BRANO ESTRATTO:
Con una serie di mirabili personaggi “nascosti”…
Ogni volta che mi accingo a presentare una raccolta di racconti non so da che parte incominciare. Scrivere succintamente di tutti, impossibile. Sceglierne solo alcuni, limitativo. Perciò di solito inizio e vado avanti secondo l’estro del momento. Come in questo caso.
Il titolo stesso ci fa capire che non c’è scampo. Voglio dire per il povero assassino. Che si tratti di una camera, di un bagno, di uno studio, di una cella, di uno scompartimento in un treno, dentro una macchina…,insomma di uno spazio perfettamente chiuso da tutte le parti, c’è sempre qualche bell’ingegno che ti butta all’aria in quattro e quattr’otto tutto l’ambaradan costruito con infinita pazienza dall’omicida. Un fatto impossibile che si risolve in una dannata, lucida, semplice esposizione chiarificatrice. Neanche fossero tutti degli Sherlock Holmes quelli preposti alle indagini. A dir la verità uno c’è che gli assomiglia parecchio, anche se sotto mentite spoglie. Così come molti altri a rappresentare, secondo intento esplicito dell’autore, celebrità acquisite della letteratura poliziesca, partendo, per esempio, da quello che non smuove il culo dalla poltrona nemmeno se viene il terremoto, per finire, la butto lì, a quell’altro tutto impomatato e impettito come un dandy. Al lettore il gusto di scoprirli.

ESERCIZI:
1 - Riassumi in due frasi la presentazione della raccolta di racconti.
2 - Riprendi la presentazione della raccolta di racconti e proseguila dopo la sua ultima frase.

DATI FORNITI:
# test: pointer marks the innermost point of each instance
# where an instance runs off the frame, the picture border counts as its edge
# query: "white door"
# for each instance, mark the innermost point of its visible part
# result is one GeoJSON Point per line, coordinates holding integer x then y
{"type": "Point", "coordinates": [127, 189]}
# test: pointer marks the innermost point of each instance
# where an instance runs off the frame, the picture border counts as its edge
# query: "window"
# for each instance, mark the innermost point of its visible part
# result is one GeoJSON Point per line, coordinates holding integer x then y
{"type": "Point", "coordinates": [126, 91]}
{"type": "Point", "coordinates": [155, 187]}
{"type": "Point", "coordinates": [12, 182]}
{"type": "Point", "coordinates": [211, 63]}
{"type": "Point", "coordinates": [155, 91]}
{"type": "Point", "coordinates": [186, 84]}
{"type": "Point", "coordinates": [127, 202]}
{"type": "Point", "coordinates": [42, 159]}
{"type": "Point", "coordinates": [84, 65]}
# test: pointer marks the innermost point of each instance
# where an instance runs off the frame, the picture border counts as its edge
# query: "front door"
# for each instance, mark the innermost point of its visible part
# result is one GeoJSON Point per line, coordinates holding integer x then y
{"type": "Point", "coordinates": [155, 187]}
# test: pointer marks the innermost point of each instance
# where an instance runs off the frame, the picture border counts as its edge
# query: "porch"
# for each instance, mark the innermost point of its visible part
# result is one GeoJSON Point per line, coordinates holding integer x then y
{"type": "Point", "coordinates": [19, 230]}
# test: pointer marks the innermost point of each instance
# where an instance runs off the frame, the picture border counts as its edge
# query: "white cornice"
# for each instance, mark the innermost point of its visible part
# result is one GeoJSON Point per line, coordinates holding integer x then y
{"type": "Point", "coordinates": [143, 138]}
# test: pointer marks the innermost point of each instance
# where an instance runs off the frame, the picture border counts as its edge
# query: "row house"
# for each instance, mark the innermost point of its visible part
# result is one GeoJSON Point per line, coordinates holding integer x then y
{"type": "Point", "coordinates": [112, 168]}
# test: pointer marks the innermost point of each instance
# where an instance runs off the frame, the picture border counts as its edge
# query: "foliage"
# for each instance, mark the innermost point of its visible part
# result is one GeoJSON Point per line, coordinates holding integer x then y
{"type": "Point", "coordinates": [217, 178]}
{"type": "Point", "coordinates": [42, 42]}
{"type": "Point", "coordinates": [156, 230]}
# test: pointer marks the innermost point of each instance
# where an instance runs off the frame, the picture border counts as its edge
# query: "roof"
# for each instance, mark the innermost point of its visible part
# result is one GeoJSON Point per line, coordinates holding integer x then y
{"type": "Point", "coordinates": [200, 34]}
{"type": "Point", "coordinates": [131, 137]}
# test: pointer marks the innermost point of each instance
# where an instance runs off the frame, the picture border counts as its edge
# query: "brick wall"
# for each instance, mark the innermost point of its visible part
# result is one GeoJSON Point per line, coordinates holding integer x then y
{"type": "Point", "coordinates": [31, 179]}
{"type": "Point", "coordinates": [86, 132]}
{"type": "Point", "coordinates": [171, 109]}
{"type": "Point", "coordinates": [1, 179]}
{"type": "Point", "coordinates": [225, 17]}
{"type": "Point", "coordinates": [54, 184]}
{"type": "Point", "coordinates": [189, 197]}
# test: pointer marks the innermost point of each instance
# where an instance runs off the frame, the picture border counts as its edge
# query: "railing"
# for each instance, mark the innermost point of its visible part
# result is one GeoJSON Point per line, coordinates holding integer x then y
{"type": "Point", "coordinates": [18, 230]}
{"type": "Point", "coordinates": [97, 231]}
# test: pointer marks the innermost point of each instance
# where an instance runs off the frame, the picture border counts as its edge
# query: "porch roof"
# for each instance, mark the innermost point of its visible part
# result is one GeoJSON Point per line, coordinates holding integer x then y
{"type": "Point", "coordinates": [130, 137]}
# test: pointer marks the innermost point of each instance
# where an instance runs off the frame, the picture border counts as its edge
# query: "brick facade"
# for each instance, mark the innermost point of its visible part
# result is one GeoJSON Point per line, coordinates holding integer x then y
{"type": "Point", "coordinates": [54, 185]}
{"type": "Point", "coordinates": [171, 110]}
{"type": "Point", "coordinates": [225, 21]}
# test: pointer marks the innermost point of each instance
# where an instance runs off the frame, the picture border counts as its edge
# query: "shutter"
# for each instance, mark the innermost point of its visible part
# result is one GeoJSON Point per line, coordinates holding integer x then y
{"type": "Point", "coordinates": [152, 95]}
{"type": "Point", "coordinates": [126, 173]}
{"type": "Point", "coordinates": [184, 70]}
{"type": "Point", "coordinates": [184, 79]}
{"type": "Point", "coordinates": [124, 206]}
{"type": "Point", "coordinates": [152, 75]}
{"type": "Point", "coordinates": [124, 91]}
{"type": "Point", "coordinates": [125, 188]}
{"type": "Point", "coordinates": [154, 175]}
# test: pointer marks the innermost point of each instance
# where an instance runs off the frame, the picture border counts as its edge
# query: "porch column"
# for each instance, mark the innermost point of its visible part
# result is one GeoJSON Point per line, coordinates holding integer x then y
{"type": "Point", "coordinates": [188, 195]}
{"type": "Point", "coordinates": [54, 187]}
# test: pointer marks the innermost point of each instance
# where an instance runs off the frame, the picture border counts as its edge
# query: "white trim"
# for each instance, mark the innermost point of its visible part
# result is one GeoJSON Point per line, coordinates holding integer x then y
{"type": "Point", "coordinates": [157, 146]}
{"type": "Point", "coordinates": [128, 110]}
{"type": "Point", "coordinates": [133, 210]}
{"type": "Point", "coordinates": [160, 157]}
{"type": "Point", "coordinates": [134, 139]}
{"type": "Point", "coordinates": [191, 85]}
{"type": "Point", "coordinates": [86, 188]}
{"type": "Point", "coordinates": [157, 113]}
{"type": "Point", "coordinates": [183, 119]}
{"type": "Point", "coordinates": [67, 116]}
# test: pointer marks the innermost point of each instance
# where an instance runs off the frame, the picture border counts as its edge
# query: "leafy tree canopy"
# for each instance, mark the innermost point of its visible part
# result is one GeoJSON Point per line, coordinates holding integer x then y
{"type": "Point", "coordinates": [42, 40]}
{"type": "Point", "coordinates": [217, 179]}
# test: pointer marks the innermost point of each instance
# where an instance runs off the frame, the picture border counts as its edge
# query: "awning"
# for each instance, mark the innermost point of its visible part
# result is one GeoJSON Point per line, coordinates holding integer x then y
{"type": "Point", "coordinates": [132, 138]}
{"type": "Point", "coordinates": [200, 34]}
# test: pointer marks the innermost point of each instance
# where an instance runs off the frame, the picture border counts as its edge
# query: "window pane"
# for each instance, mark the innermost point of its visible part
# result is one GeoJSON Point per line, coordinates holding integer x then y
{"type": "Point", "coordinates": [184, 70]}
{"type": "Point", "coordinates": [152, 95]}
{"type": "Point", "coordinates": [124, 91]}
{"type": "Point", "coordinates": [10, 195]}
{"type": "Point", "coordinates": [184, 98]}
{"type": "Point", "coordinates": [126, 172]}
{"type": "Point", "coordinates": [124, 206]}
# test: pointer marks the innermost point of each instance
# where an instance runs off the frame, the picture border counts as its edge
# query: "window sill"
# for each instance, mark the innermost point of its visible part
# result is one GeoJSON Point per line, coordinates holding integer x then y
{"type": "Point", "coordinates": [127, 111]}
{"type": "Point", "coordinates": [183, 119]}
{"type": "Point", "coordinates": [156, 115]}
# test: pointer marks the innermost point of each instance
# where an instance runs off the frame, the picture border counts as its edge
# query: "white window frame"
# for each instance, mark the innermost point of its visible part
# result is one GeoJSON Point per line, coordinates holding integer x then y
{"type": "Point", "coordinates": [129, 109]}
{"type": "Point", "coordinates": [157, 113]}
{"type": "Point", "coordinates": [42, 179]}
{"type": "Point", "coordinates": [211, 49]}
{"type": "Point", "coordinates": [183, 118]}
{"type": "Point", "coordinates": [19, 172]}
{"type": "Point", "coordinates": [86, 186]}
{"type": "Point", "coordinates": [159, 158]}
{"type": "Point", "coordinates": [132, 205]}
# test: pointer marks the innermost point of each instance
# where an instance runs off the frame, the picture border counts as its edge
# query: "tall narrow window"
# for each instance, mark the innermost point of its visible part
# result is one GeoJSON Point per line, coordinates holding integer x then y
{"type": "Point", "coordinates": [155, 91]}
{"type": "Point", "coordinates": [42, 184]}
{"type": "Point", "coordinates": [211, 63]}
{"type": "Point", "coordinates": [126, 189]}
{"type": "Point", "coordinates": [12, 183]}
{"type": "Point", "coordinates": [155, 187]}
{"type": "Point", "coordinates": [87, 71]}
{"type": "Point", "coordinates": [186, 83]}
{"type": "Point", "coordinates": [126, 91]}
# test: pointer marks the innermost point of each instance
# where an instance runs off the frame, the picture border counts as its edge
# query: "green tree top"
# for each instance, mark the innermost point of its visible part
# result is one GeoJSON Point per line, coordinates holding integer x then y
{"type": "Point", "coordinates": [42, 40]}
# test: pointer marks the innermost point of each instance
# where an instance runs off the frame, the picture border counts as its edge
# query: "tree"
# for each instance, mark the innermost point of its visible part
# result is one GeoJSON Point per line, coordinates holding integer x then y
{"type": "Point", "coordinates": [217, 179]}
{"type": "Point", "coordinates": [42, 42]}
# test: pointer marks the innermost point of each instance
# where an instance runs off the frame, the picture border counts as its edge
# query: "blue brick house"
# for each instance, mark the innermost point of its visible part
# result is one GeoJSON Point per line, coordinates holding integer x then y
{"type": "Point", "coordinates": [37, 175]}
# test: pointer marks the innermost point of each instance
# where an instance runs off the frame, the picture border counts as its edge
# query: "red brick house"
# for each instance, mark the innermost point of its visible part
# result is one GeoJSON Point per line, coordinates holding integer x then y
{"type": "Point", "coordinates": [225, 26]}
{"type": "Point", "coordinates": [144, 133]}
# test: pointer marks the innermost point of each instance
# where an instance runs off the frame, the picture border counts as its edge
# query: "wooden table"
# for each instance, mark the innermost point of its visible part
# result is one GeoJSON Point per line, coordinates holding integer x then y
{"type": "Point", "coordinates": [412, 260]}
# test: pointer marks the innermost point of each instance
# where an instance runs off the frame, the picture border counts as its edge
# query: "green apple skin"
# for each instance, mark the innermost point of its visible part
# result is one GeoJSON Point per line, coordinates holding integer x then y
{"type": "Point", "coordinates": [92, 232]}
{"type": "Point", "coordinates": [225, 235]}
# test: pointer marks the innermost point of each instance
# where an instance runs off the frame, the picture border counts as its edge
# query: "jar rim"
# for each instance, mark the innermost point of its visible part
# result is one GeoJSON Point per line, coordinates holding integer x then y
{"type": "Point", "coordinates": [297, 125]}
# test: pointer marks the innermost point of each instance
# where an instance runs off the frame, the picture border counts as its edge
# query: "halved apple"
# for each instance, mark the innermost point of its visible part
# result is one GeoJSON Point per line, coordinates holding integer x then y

SOLUZIONI:
1 - Chi scrive ammette di non sapere mai da dove cominciare quando presenta una raccolta di racconti, e perciò procede secondo l'estro del momento. I racconti trattano delitti commessi in spazi perfettamente chiusi, che qualche bell'ingegno risolve sempre con una spiegazione lucida e semplice, e molti investigatori rappresentano, per intento esplicito dell'autore, celebri figure della letteratura poliziesca che spetta al lettore scoprire.

2 -
Stanze chiuse, dicevo, luoghi chiusi o, comunque, con spazio circoscritto, dove il malcapitato passa la sua ultima ora (forse anche meno). I mezzi per farlo fuori non mancano, ce n’è per tutti i gusti, dai classici veleno, pistola, coltello etc…fino alla spada che ti si infila nel deretano mentre sei tranquillo a ponzare sull’apposito vaso (giuro). Delitti e delitti da far rizzare i capelli (per chi ce l’ha), e se non sono delitti saranno suicidi che l’uomo talvolta non ne può più anche di se stesso. Suicidi, però, che sembrano omicidi, magari sempre nella stessa stanza sigillata a far bollire le cellule grigie del nostro Sherlock di turno, pardon, in questo caso, del nostro Poirot. E se non sono suicidi saranno disgrazie che anche il Fato vuole avere la sua parte funesta. Comunque, omicidi, suicidi o disgrazie, c’è sempre qualcosa, una pur minima traccia, un pur minimo, imperscrutabile indizio, che passerebbe inosservato ad un tizio qualunque dotato di una superba intelligenza, che inchioda il colpevole, compreso il Fato, naturalmente. Impossibile farla franca e il lettore, spesso, sono sicuro, fa un tifo tremendo perché non venga scoperto. Del tutto inutile. Qui, a sbrogliare l’incredibile, inestricabile matassa, non abbiamo il più bravo della classe ma il genio fuori dal comune (in contrasto con il solito pigrone mentale) che, magari, si avvale pure di un Tacito o della Bibbia per risolvere il diabolico crimine (tanto per dirne una).
Luoghi chiusi, dicevo, per ogni dove e in qualsiasi tempo. Siamo scaraventati, per esempio, nell’anno di grazia 1273 fra domenicani e inquisitore, oppure nel 1628 a Siviglia, in India, in Giappone, ad Alessandria, a Roma, nell’Irlanda “profonda e superstiziosa”, in Sicilia, durante il fascismo e chi più ne ha più ne metta. Luoghi e tempi diversi, anzi, diversissimi.
Rino Cammilleri riproduce lo stile di certi famosi autori e scrive con il proprio estro presentando personaggi nuovi (vedi Corrado da Tours e don Gaetano Alicante), disegna trame complesse credibili, inserite in un particolare contesto storico vivo e pulsante, perfettamente rappresentato, talora, anche con tocchi di felice ironia.
Bella lettura.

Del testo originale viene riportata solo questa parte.